-------- Data --------
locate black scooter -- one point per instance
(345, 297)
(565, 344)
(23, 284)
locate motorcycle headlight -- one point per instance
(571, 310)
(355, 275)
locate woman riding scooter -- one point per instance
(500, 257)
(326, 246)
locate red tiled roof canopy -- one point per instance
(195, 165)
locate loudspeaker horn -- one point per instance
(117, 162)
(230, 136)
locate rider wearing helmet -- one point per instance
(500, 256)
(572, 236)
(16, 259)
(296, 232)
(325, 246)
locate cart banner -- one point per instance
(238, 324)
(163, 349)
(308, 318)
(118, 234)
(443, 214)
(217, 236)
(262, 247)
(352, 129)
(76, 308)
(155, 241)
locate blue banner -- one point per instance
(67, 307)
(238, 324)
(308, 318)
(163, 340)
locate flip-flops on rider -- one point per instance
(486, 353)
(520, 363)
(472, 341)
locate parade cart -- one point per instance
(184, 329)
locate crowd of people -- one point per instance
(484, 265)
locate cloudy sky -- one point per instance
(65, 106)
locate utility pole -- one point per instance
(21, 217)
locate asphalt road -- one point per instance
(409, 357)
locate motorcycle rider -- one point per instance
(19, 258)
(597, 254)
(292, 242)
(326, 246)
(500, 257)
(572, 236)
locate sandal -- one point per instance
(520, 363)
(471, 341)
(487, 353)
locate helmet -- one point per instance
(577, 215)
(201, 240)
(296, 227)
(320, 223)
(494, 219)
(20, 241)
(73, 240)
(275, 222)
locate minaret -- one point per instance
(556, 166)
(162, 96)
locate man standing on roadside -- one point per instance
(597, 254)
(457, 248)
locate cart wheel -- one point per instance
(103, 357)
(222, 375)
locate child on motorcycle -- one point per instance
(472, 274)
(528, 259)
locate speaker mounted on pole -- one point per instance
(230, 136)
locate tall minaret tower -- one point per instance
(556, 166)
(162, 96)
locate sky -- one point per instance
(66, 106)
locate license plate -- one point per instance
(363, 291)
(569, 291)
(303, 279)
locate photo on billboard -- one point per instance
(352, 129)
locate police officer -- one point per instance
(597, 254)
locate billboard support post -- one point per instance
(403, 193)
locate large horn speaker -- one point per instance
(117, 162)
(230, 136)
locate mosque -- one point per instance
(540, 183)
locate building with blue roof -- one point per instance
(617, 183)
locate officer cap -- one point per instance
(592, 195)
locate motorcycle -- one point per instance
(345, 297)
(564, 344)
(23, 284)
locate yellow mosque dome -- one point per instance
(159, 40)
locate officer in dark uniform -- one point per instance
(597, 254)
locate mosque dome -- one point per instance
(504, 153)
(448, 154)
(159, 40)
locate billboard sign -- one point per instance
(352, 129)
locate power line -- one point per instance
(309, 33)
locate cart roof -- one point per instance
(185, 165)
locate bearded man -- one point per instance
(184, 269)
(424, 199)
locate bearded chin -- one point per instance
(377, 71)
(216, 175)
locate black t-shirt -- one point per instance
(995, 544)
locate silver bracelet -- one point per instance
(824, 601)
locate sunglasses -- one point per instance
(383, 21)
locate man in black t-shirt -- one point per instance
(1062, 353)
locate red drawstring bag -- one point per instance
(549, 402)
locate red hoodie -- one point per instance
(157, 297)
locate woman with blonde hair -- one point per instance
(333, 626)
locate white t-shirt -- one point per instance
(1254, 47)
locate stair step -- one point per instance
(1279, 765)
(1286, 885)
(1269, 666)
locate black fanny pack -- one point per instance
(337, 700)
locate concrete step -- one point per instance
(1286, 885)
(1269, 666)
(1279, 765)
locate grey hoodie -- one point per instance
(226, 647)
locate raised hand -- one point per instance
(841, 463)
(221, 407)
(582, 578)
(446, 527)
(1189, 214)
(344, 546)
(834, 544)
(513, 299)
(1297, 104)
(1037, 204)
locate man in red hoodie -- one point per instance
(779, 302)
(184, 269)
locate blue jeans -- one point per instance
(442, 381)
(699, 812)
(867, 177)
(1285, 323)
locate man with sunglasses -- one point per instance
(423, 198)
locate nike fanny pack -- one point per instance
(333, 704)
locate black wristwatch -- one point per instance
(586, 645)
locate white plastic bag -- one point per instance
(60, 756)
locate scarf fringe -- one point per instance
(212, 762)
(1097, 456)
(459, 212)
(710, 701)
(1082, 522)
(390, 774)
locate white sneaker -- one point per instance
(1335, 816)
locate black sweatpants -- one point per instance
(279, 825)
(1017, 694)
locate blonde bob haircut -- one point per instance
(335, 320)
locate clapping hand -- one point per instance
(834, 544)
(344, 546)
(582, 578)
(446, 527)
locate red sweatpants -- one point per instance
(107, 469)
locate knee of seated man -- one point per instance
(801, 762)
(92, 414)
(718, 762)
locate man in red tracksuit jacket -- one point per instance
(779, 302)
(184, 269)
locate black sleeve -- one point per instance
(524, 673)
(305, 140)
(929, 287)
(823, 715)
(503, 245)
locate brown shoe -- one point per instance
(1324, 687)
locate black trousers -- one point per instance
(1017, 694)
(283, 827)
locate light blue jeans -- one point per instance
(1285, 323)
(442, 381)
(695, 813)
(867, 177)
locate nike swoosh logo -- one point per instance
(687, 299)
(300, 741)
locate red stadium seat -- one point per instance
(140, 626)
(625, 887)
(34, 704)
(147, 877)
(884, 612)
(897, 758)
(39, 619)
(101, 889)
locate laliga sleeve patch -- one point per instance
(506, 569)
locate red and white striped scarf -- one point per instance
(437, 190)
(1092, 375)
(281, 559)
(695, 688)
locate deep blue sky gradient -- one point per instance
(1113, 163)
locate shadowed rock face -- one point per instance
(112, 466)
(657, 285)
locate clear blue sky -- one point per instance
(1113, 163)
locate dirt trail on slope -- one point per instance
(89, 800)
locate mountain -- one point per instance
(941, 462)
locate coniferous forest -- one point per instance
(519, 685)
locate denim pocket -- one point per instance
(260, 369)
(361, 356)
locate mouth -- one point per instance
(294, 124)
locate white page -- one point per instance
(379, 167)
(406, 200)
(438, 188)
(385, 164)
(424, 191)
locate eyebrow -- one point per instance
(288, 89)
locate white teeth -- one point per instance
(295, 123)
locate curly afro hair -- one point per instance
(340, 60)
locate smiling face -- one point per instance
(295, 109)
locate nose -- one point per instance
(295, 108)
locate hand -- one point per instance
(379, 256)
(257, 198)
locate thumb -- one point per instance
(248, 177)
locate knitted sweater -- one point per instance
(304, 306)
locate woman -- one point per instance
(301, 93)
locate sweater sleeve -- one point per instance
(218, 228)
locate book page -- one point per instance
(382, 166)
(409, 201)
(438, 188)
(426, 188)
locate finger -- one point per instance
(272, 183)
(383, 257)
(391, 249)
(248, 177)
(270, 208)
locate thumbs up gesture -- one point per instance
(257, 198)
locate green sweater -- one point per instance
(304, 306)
--------
Task brief:
Write out the lines above word for word, from the line containing "locate woman -- one point per instance" through the last line.

Finished task:
locate woman -- one point per instance
(301, 93)
locate sweater sleeve -- one point per instance
(218, 228)
locate book page -- one point per instance
(382, 166)
(409, 201)
(438, 188)
(426, 188)
locate finger -- one point per instance
(272, 183)
(383, 257)
(391, 249)
(248, 177)
(270, 208)
locate thumbs up gesture -- one point per instance
(257, 198)
locate green sweater -- one point per instance
(304, 306)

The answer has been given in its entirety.